Source passage:
WASHINGTON (CN) — The Supreme Court will embark on its new term with public approval at an all-time low and questions of legitimacy dominating headlines. As the country contends with the fallout from blockbuster rulings upending years of precedent, the justices are preparing to put more long-established rulings on the chopping block.
“We saw last term the court aggressively exercising its newfound conservative power to upend long-established precedents, most dramatically in Dobbs, of course, but also with respect to religion, public schools, public carrying of guns, and the EPA’s ability to regulate the environment,” David Cole, legal director at the American Civil Liberties Union, said. “The court appears ready to do so again.”
Legal experts have noticed an emerging trend from the last term bleeding into the court’s next act. As the justices show they are willing to make dramatic changes to established law, litigants are increasingly asking the court to challenge more precedents. The court’s willingness to add these cases to their docket this term signals an interest in continuing that trend.
“Litigants are much more aggressively inviting the court to reconsider and rewrite established precedent,” Cole said. “They see what the court did last term, and they're asking for more. The very fact that the court took cert on many of these cases in which the litigants are asking for overturning precedent shows that the court is not likely to act modestly, or at least is not inclined to act modest.”

Excerpted records:
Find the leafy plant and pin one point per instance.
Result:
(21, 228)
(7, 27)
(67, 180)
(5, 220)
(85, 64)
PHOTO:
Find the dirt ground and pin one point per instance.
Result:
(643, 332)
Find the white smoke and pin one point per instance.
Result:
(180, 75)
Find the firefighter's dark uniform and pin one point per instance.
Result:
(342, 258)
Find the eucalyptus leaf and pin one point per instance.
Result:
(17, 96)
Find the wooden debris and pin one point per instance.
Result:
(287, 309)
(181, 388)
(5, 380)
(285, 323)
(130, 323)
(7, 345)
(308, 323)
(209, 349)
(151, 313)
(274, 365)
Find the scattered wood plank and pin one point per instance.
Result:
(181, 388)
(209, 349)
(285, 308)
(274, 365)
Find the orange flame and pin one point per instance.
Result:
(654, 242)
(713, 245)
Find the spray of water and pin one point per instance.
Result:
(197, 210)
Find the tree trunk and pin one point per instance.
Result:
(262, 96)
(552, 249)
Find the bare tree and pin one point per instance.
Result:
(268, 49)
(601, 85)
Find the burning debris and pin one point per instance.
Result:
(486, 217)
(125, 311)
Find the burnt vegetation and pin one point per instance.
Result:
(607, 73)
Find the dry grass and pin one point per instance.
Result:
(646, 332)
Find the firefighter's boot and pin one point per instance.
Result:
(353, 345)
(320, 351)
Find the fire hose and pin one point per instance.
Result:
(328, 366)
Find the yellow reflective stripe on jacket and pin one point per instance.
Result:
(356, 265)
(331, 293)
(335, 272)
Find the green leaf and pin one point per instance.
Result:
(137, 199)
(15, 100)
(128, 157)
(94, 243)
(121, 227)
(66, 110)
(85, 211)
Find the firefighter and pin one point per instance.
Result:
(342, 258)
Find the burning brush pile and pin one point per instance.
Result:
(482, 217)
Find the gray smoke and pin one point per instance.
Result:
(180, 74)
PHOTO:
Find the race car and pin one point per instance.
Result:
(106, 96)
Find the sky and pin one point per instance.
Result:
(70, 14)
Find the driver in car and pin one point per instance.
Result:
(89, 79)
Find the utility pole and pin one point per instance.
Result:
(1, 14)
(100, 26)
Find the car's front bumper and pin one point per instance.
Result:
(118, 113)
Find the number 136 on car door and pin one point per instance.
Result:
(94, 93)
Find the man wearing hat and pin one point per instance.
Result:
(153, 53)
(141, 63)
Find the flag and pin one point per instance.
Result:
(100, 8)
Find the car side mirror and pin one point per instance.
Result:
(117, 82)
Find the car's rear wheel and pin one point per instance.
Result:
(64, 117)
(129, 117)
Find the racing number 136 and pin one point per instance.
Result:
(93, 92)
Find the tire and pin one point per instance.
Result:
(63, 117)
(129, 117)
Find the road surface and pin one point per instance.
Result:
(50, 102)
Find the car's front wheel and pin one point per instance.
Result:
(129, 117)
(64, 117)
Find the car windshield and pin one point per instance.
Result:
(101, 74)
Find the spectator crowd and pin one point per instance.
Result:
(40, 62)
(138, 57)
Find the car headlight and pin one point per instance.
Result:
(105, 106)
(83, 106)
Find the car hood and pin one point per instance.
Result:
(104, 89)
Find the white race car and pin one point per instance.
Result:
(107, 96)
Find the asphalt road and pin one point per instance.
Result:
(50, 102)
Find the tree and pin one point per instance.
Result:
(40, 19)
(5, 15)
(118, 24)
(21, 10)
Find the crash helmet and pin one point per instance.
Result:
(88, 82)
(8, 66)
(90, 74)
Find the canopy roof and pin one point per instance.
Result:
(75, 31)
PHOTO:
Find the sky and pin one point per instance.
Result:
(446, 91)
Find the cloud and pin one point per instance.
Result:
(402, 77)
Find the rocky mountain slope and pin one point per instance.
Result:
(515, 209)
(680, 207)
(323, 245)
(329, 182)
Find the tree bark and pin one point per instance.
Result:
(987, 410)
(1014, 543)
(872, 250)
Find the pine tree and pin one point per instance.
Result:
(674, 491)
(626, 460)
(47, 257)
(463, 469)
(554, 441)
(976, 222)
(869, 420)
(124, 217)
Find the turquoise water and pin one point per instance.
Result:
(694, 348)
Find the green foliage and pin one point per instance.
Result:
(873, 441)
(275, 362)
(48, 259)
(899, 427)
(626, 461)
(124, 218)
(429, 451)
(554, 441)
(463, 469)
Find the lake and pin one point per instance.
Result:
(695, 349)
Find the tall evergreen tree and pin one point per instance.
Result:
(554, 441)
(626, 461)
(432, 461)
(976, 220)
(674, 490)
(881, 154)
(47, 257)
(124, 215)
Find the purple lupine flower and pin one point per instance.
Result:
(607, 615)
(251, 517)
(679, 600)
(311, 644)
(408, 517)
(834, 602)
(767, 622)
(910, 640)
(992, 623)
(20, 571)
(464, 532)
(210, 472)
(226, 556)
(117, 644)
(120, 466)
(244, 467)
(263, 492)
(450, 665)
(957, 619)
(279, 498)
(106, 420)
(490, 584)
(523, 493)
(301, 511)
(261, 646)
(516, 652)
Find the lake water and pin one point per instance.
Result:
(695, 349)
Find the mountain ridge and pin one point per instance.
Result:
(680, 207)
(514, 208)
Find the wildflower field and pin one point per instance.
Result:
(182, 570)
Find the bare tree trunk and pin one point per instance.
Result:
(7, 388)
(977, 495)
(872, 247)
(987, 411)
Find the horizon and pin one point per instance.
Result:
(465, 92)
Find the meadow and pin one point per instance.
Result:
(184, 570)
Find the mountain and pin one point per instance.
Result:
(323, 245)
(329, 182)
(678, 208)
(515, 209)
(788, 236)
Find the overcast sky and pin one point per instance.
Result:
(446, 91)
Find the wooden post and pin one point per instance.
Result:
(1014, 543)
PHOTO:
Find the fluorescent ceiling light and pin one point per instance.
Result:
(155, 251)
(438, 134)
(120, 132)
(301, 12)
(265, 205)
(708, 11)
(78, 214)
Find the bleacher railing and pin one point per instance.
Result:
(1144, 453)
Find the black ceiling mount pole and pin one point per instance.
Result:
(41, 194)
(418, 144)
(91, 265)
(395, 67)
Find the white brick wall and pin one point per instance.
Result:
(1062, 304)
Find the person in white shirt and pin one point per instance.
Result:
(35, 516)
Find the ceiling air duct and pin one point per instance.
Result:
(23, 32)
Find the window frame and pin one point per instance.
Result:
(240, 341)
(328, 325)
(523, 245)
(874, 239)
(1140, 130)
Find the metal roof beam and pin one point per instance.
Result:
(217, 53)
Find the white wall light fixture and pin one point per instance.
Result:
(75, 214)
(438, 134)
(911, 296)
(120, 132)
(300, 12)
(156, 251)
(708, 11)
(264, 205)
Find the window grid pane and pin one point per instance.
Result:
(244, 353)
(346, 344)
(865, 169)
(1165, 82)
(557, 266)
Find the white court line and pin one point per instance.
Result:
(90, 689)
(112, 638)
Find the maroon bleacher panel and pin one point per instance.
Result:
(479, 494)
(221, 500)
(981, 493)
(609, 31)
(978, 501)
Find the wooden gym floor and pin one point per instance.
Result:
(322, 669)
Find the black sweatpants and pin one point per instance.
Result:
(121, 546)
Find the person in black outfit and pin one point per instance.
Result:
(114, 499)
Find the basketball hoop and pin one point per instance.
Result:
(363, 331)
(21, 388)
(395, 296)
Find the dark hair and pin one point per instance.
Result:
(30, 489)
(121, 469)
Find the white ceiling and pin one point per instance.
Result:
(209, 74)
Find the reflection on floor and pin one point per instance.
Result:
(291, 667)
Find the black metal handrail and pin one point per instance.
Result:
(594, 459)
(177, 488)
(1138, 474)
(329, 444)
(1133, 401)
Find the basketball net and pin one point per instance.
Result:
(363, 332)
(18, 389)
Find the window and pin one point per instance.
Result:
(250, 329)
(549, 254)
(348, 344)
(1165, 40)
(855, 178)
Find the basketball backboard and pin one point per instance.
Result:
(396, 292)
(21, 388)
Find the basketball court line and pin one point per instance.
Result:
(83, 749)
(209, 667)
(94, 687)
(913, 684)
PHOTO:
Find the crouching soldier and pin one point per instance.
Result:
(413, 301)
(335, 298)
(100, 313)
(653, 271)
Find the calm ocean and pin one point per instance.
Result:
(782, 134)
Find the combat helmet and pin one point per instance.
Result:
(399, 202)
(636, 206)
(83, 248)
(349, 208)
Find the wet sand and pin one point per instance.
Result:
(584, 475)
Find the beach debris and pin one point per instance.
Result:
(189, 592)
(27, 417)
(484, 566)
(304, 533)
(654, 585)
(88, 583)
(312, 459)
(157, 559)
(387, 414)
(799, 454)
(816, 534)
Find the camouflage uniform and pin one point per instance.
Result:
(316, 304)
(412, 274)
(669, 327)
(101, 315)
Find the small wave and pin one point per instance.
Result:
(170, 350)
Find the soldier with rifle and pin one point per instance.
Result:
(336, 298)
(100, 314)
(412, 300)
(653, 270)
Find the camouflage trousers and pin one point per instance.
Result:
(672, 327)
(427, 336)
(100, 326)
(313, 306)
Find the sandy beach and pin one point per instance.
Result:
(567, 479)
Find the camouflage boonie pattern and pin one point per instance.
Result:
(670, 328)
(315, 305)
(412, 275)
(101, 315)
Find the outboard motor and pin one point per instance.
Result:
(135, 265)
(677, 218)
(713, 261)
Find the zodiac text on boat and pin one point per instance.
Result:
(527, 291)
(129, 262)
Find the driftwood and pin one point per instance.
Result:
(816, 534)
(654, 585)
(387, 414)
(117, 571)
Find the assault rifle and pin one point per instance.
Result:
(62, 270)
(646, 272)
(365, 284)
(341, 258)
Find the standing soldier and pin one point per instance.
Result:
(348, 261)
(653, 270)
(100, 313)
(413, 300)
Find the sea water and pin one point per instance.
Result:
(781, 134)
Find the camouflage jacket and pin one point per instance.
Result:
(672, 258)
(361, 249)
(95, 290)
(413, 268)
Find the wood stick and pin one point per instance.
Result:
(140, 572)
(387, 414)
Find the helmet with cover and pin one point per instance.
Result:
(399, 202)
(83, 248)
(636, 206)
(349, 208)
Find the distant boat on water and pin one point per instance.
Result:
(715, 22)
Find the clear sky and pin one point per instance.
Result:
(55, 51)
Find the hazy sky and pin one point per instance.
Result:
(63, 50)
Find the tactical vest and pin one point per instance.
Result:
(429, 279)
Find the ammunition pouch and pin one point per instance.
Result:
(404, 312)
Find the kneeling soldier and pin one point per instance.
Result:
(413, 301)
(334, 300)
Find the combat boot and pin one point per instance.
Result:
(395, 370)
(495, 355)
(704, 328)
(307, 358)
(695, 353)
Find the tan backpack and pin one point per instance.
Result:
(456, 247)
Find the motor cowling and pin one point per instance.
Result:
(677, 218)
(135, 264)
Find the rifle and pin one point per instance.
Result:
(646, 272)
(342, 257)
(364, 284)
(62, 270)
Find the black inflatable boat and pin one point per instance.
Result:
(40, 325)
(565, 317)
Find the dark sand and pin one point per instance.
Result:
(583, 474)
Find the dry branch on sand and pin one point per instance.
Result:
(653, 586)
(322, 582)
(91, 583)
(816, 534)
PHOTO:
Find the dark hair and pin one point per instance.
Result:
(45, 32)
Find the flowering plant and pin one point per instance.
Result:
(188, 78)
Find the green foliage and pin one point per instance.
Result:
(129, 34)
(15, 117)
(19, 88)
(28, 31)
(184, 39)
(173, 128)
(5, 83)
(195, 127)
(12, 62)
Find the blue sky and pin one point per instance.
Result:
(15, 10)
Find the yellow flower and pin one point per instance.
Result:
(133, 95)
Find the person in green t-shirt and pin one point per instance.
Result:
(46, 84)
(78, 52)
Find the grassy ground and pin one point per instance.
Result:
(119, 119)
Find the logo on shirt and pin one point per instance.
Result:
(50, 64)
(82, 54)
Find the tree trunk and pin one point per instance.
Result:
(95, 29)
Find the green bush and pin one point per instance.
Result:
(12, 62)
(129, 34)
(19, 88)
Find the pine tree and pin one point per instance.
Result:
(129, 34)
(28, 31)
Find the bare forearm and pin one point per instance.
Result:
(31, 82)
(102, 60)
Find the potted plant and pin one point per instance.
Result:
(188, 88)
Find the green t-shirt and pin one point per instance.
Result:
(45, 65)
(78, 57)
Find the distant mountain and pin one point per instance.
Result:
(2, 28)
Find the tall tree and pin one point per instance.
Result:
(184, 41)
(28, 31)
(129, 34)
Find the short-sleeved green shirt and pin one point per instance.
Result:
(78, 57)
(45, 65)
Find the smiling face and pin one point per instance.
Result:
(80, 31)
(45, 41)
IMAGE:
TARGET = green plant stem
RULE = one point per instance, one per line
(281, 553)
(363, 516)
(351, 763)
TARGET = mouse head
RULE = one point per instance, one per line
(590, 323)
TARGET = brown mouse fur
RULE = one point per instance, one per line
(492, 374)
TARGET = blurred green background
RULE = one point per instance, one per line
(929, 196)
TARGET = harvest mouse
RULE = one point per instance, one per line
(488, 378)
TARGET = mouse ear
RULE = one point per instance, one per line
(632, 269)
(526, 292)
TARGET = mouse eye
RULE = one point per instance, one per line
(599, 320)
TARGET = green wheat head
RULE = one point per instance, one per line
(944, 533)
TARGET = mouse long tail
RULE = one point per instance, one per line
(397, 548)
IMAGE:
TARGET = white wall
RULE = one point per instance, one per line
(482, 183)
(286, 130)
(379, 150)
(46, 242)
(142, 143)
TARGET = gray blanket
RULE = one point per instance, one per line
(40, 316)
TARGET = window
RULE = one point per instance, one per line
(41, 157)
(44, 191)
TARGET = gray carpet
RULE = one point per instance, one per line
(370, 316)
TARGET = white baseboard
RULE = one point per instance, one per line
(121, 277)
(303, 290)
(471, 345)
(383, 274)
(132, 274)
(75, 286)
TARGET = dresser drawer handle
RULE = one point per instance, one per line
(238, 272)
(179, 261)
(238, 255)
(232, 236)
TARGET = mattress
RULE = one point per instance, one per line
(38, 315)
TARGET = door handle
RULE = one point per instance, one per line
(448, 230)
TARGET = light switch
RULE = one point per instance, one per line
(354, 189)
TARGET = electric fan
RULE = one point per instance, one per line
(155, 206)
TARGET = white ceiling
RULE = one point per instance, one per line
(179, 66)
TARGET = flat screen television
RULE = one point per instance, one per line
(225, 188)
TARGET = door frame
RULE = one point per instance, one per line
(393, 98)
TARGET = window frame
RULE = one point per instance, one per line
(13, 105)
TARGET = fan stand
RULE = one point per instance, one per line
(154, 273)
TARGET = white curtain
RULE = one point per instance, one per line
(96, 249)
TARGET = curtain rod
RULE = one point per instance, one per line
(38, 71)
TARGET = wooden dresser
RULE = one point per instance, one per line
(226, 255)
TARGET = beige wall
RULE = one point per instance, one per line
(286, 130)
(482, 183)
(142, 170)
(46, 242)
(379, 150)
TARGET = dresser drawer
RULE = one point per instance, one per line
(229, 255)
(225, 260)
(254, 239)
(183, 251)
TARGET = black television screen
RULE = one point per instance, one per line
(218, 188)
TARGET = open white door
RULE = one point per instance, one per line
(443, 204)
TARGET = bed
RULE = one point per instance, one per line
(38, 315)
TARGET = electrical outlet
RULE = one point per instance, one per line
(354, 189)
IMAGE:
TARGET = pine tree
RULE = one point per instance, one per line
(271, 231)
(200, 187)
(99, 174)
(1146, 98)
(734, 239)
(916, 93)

Exercise instructions:
1 > In the Supreme Court article, what position does David Cole hold?
2 > Translate this sentence from the Supreme Court article into Spanish: "Legal experts have noticed an emerging trend from the last term bleeding into the court’s next act."

Answers to this exercise:
1 > He is legal director at the American Civil Liberties Union.

2 > Los expertos legales han notado una tendencia emergente del último período que se está trasladando al siguiente acto de la corte.